--- Objective ---
Transcribe each line exactly.

# # #

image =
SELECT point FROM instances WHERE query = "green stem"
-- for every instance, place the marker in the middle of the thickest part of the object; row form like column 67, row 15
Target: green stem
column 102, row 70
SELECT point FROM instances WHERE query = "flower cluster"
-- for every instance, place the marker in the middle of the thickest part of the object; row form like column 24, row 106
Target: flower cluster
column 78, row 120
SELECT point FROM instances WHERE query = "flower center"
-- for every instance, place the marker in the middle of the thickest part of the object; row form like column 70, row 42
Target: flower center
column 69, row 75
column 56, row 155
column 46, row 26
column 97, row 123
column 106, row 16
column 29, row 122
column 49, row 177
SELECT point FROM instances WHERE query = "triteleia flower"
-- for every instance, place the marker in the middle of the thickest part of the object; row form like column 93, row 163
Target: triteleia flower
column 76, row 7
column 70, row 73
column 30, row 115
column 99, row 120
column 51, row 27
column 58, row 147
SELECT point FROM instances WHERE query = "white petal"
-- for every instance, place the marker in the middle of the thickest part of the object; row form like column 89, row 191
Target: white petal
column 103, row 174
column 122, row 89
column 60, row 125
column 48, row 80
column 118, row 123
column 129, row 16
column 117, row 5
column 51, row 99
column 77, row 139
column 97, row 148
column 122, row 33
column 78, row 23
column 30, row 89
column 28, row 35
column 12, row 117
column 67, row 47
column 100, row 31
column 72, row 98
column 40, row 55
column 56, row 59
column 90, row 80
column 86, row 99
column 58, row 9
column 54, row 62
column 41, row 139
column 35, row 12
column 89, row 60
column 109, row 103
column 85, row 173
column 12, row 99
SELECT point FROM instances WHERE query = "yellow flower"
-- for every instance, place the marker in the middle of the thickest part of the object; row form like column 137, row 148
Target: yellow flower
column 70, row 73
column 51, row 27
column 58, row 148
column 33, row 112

# # #

--- Task output ---
image =
SELECT point FROM instances WHERE query = "green stem"
-- for every instance, place the marker in the middle of the thickest part of the object; row form like column 67, row 15
Target: green stem
column 102, row 70
SELECT point FROM instances WHERE query = "flower cluster"
-- for every instance, place the marker in the middle of the thickest part of the object; row form like column 24, row 106
Target: flower cluster
column 78, row 120
SELECT point FROM instances WHERE query = "flower center"
-- for every instance, place the marker in the middle of the thickest part of the object; row form like column 70, row 42
Target: flower center
column 69, row 75
column 56, row 155
column 46, row 26
column 97, row 123
column 106, row 16
column 29, row 122
column 49, row 177
SELECT point FROM instances WHERE query = "triteleia flower"
-- for every instance, place the marker in the middle of the thickest part of the object; row form like column 93, row 163
Target: triteleia flower
column 76, row 7
column 70, row 73
column 30, row 115
column 99, row 120
column 51, row 27
column 58, row 147
SELECT point FROM instances WHERE query = "white petal"
-- for every instance, place the marker in the middle of the thickest part of the object; row form like column 89, row 191
Target: white petal
column 103, row 174
column 122, row 89
column 60, row 125
column 48, row 80
column 118, row 123
column 129, row 16
column 117, row 5
column 51, row 99
column 77, row 139
column 97, row 148
column 122, row 33
column 78, row 23
column 30, row 89
column 28, row 35
column 12, row 117
column 67, row 47
column 100, row 31
column 72, row 98
column 40, row 55
column 56, row 59
column 90, row 80
column 86, row 99
column 58, row 9
column 54, row 62
column 41, row 139
column 35, row 12
column 89, row 60
column 109, row 103
column 85, row 173
column 12, row 99
SELECT point FROM instances WHERE query = "yellow flower"
-- for every instance, place the marker in the middle of the thickest part of the object; row form like column 137, row 148
Target: yellow flower
column 70, row 73
column 51, row 27
column 58, row 148
column 33, row 112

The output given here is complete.